(WORK TO BE COMPLETED)
The reader should set down exactly the lines from the one containing "the blue sky" through the last line of the material, omitting every picture.
<<<<
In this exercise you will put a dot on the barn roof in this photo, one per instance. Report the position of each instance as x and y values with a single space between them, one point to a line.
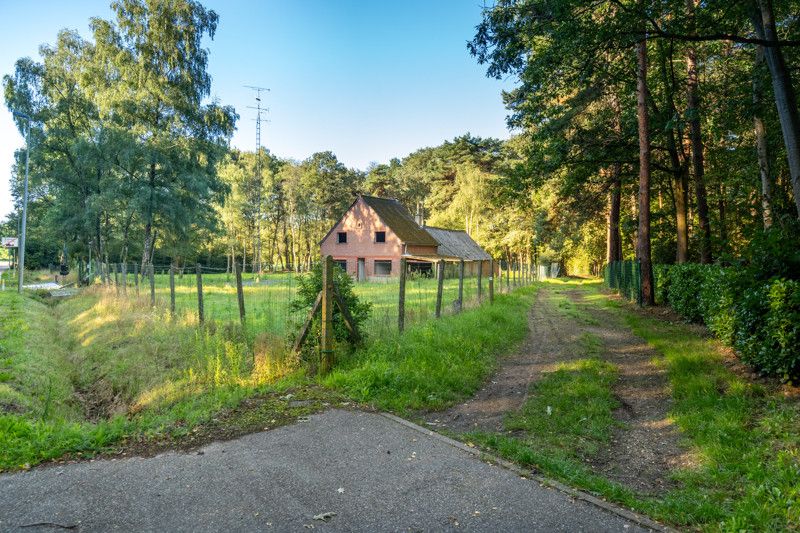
399 219
455 243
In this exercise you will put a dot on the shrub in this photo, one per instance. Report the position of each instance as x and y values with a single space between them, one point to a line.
662 280
717 301
685 284
309 287
753 305
768 333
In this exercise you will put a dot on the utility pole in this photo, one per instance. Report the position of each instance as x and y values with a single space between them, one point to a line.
257 263
21 256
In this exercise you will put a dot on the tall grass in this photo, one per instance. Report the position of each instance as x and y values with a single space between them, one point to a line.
435 363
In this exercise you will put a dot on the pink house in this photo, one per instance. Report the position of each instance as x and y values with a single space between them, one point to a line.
374 233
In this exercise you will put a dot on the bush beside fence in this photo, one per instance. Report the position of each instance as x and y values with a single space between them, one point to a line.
746 307
759 318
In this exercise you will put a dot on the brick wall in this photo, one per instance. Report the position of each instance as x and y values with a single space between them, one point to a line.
360 224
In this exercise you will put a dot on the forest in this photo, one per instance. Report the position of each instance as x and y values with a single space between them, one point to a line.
663 131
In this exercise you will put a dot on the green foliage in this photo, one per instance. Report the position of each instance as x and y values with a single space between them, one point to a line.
436 363
753 306
308 287
685 282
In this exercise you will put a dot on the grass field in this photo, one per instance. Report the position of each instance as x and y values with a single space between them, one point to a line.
267 299
90 373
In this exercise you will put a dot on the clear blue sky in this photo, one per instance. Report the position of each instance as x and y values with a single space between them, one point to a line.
369 80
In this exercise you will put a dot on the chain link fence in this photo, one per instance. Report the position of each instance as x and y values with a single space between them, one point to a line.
625 277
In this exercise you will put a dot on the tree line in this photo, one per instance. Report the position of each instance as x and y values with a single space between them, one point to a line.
677 121
663 131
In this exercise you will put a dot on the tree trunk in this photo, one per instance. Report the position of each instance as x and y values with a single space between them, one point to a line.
785 98
761 140
681 217
643 244
696 138
148 227
723 228
614 249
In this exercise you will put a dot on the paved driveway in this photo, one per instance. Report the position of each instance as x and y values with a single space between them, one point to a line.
375 473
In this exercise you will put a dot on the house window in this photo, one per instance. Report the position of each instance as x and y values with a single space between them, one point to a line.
383 268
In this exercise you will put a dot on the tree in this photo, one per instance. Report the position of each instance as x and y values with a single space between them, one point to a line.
151 71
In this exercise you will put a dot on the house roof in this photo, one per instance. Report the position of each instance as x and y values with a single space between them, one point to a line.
399 219
455 243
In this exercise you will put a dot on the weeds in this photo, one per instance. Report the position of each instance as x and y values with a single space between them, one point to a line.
434 364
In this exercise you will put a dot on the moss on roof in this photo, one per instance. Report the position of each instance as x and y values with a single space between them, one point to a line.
399 219
456 243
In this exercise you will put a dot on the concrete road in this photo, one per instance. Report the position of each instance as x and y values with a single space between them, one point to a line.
373 472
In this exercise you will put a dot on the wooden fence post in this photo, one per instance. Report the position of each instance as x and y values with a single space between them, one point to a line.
200 310
125 278
239 291
172 290
401 301
439 286
480 276
326 343
460 285
152 275
491 281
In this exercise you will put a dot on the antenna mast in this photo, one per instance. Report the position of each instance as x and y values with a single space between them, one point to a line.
257 264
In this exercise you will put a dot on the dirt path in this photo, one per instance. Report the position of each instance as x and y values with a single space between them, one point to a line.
552 339
645 448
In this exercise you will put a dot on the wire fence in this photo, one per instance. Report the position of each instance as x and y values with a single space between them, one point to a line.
200 294
625 277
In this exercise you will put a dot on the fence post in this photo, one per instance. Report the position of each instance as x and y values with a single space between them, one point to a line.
326 344
125 278
439 286
172 290
480 277
491 280
239 291
152 285
200 310
401 301
460 285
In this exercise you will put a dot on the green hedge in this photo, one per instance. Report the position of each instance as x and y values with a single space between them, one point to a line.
759 318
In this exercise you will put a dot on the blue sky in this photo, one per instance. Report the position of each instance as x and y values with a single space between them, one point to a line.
369 80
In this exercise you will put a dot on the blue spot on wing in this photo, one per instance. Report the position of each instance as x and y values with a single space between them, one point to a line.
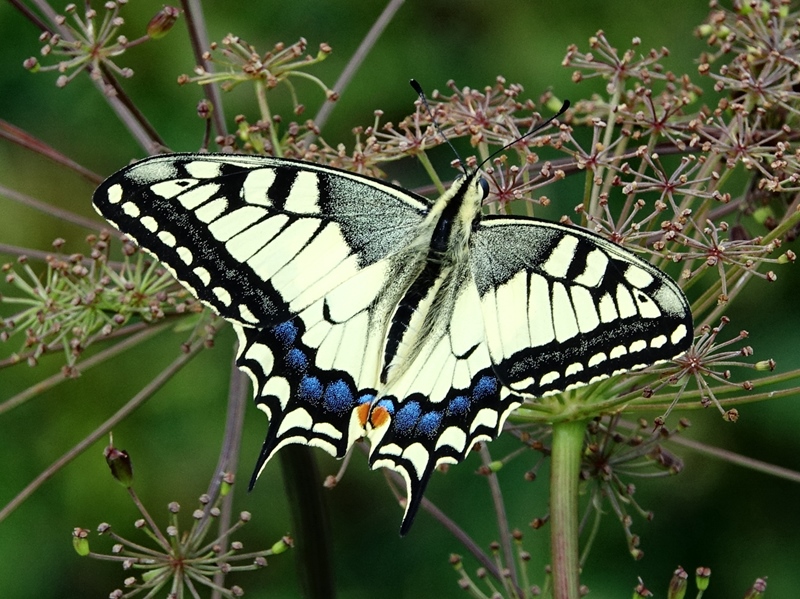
>>>>
(WRITTEN ANSWER)
In this exercise you will put a dot on the blue sky in this photo, one per instance. Report the position of each instance as x and y values with a single space between them, one point to a line.
369 80
In this exercise you will put a dot on the blue spot on wing in this photo, one per instance. Report the position of each instance as x and y values with a single space between them, one point to a line.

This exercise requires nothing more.